Select and copy every line in the items below that contains the word "pillar".
Start Raw records
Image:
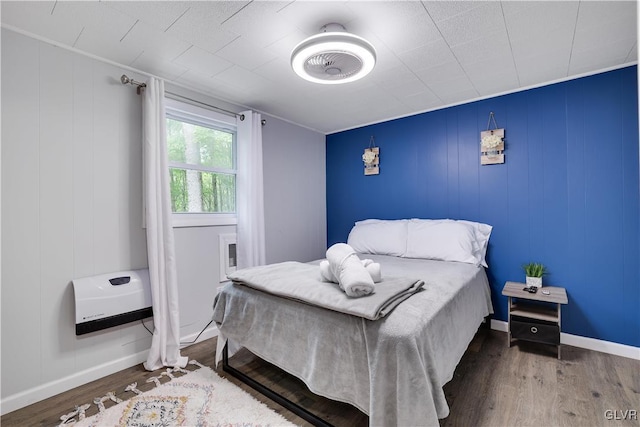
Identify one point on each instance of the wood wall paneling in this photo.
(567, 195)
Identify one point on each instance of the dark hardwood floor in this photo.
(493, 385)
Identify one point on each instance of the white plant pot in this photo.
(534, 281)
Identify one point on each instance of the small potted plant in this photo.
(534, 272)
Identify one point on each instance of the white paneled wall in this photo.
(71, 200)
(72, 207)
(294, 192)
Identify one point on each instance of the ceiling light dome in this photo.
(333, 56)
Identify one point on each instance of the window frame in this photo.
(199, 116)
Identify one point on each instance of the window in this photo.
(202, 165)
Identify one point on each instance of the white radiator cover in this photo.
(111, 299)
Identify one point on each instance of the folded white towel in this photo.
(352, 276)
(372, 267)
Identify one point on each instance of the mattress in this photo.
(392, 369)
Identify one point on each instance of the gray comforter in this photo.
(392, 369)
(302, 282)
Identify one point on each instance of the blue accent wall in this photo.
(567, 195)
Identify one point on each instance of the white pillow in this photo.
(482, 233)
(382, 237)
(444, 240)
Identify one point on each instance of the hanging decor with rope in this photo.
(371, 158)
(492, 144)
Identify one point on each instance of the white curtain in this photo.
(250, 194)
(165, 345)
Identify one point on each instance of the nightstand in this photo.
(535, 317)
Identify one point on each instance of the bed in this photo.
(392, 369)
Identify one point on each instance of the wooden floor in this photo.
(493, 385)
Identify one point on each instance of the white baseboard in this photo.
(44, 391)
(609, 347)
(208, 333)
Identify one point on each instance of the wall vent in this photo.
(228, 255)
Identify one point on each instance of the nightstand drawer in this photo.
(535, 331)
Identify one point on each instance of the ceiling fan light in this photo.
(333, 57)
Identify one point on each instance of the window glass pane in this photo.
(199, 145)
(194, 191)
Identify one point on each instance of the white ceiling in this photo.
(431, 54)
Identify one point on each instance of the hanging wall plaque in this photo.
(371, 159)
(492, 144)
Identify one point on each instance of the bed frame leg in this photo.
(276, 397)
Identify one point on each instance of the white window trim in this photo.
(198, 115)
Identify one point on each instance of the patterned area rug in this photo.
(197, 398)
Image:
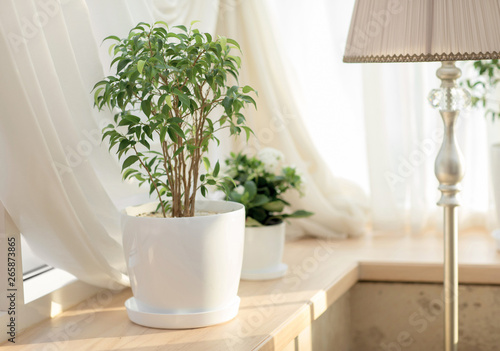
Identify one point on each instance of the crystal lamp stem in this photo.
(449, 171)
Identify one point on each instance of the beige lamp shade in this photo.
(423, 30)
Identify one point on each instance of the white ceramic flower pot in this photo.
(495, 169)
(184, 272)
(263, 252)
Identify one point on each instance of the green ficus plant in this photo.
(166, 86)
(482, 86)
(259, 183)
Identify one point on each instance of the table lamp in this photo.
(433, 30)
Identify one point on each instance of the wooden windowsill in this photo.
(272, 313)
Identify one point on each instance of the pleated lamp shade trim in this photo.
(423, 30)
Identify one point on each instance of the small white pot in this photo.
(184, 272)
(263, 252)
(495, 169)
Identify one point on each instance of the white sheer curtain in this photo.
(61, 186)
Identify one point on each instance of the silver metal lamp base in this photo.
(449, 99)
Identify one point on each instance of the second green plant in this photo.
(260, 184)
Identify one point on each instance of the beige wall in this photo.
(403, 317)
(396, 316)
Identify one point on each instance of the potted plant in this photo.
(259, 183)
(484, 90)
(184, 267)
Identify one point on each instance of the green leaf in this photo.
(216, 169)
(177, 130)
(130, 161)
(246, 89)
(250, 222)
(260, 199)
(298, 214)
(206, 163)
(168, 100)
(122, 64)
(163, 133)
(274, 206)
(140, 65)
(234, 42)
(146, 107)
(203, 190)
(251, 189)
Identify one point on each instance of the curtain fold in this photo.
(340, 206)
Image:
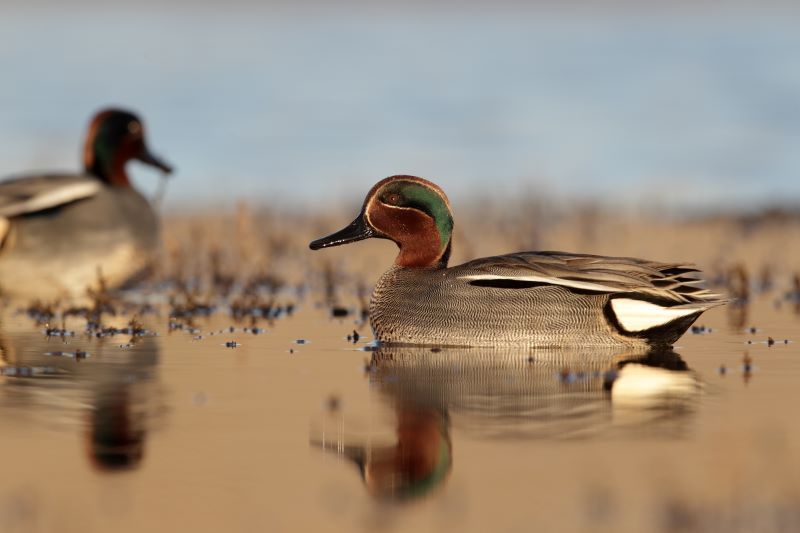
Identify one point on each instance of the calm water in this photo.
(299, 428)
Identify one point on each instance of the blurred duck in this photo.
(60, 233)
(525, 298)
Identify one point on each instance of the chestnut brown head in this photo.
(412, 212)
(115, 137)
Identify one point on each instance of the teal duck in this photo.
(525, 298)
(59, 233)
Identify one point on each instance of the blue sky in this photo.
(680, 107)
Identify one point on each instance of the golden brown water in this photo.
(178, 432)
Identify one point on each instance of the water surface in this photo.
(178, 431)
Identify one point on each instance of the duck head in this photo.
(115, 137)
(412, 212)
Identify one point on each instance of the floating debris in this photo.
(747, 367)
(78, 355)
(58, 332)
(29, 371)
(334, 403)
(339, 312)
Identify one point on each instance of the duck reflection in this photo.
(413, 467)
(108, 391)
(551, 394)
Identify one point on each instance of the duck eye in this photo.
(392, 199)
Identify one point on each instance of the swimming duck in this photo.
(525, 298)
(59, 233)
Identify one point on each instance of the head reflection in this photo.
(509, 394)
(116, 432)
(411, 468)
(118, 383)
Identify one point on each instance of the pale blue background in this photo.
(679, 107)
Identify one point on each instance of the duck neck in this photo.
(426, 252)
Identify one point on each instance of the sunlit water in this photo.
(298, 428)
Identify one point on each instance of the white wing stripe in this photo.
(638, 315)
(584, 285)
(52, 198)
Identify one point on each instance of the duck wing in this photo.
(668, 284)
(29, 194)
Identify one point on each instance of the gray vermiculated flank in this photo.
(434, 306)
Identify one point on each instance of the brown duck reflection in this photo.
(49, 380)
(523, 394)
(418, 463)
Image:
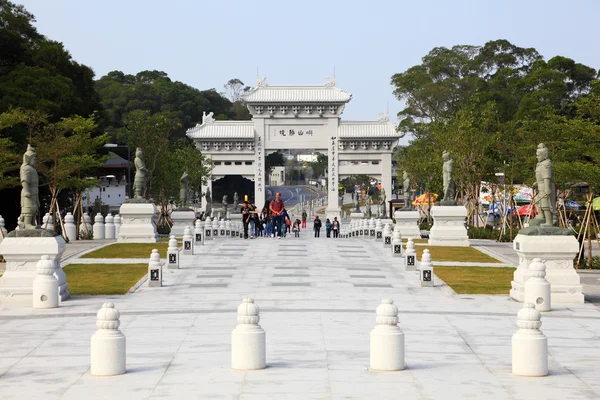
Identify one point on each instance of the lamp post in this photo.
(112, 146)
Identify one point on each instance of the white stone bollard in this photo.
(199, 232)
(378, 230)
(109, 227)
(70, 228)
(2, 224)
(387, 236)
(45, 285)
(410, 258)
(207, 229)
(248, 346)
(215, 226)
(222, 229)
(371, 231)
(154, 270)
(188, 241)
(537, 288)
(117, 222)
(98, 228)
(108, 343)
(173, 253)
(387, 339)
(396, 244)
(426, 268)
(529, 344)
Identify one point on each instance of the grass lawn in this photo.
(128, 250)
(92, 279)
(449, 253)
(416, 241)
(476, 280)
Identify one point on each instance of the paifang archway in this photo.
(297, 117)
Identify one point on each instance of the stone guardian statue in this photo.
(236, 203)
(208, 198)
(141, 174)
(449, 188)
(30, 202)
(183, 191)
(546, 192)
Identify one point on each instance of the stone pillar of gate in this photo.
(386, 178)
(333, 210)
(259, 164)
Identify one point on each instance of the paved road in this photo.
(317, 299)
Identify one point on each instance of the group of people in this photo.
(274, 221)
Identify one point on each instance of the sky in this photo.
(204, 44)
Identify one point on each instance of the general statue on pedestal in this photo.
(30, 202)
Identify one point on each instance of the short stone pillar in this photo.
End Raw records
Start Raw records
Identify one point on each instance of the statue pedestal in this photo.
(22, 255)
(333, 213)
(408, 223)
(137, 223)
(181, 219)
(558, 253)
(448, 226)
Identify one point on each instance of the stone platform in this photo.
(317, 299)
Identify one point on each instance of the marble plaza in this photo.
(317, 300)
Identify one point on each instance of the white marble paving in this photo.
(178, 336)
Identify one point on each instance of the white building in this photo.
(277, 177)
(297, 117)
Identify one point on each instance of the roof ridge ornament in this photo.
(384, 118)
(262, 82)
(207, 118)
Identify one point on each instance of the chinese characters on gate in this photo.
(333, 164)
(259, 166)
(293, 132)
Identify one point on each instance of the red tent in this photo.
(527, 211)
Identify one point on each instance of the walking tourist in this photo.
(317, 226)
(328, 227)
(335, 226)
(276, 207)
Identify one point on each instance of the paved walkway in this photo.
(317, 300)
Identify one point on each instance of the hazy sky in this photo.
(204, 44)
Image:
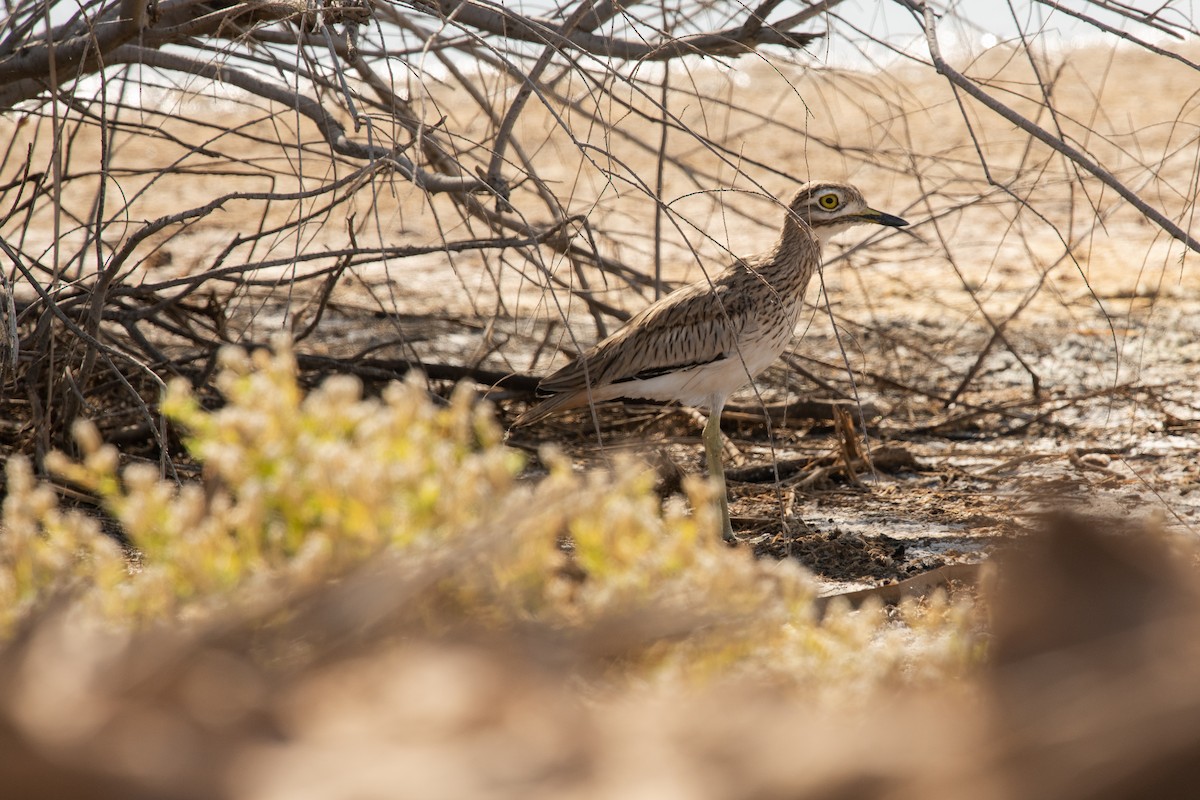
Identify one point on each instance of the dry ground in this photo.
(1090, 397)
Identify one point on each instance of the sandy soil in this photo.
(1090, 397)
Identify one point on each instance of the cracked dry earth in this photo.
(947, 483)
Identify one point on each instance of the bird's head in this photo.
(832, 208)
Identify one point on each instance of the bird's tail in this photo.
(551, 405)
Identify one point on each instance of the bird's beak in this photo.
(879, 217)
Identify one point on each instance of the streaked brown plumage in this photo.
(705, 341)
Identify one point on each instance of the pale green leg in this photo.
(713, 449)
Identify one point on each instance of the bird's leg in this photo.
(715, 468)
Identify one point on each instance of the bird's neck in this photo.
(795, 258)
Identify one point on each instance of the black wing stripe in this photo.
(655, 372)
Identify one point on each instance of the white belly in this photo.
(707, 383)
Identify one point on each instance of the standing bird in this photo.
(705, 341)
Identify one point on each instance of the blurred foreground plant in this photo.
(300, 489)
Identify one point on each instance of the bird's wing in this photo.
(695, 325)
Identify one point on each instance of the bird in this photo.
End Raw records
**Output for this task**
Identify one point on each instance of the stone pillar of gate in this photo.
Identify one point on each instance of the short stone pillar in this photo.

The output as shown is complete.